◆ DOCUMENT EXCERPT:

# The "Stone Age Diet"



## Daisy Pepita (May 3, 2004)

Anyone know anything about this?Anyone tried it who has C. and bloating - like me?I'm desperate for something to relieve my symptoms.


----------



## stinky too (May 21, 1999)

Years ago I tried the Cave Man's Diet. Which I am guessing is the same. I can't remember what it was, loaned my recipe book out and never got it back. You know how that is. Starchy things, containing flour & bananas cause C & gas, for me. The starch takes longer to digest, many fruits have the undigestable sugars like sorbitol in them. They also cause gas.I don't bloat. I just pass G all the time (24-7), according to people's reactions.


----------



## eva (Aug 16, 2004)

A doctor recommended this for me a month ago. He told me to skip potatos, pasta, rice (both brown and white), wheat, dairy products, bread, beans and oats, and just eat: lean meat, fat fish, loads of vegetables and especially root vegetables, eggs, maybe a slice of crispbread is OK, nuts, shellfish, fruits. Of course there's more to add to this diet, and if you consider to start with it, it maybe would be good to talk it over with a doctor first. I recommend vitamin supplements together with this diet. First I found it hard to be satisfied and I was always hungry, and I found it very important not to skip a meal. There are loads of internetsites about this, the "The Paleo Diet" and "Stone Age diet", which are pretty much the same. This diet has helped me and it was worth trying it. Well, good luck to you!


----------

◆ RECORD EXTRACTS:
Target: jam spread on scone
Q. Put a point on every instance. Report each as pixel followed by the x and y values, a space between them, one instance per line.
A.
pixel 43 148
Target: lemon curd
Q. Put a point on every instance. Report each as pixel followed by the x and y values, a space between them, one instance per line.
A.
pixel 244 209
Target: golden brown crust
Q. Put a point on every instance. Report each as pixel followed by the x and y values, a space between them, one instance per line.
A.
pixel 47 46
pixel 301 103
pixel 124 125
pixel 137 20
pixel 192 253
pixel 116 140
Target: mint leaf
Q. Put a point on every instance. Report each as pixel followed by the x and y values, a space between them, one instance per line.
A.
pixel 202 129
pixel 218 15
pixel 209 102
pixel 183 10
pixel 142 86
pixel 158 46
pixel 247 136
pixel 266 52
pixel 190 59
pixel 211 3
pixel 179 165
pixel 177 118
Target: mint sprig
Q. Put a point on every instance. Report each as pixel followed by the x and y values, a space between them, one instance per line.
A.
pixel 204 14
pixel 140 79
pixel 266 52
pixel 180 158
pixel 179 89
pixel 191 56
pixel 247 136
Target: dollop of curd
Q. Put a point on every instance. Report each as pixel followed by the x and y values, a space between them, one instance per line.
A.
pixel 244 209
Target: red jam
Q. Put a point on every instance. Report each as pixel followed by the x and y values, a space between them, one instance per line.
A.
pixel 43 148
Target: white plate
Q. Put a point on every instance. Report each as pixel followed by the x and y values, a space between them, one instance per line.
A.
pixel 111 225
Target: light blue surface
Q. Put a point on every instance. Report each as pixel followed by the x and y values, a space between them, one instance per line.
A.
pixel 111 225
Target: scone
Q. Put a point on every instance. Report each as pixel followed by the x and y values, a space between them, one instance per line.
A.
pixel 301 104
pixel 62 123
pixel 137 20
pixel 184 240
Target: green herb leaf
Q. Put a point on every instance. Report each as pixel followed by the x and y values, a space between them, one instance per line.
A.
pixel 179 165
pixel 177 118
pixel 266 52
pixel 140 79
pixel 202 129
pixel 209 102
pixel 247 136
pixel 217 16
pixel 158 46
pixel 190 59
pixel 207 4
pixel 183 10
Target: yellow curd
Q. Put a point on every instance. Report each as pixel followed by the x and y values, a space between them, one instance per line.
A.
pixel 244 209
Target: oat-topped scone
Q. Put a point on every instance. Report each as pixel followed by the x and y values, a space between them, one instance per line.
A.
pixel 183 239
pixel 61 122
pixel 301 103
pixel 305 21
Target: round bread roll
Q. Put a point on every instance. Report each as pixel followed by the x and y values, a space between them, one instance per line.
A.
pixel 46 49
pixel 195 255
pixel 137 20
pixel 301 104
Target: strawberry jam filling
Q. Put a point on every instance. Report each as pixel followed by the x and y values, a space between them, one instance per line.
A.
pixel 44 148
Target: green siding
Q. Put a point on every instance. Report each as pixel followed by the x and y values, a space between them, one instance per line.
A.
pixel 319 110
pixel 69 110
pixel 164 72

◆ TASKS AND EXERCISES:
1. For each statement about the forum thread on the Stone Age diet, answer yes or no and quote the words of the thread that decide it. (a) The doctor told eva to skip oats. (b) stinky too has trouble with bloating. (c) eva found it easy to feel satisfied when first starting the diet.
2. Answer these questions from the forum thread on the Stone Age diet.
(a) What did stinky too loan out and never get back?
(b) What two names does eva give for the diet as it appears on internet sites?
(c) Which undigestable sugar in many fruits does stinky too name?
3. Extract the part of the forum thread on the Stone Age diet between "Anyone know anything" and "(May 21, 1999)", inclusive.
The listing has nothing to do with the forum thread on the Stone Age diet.

◆ OUTPUTS FOR THE TASKS:
1.
(a) Yes: "skip potatos, pasta, rice (both brown and white), wheat, dairy products, bread, beans and oats"
(b) No: "I don't bloat."
(c) No: "First I found it hard to be satisfied and I was always hungry"

2.
(a) A recipe book
(b) "The Paleo Diet" and "Stone Age diet"
(c) Sorbitol

3.
Anyone know anything about this?Anyone tried it who has C. and bloating - like me?I'm desperate for something to relieve my symptoms.


----------



## stinky too (May 21, 1999)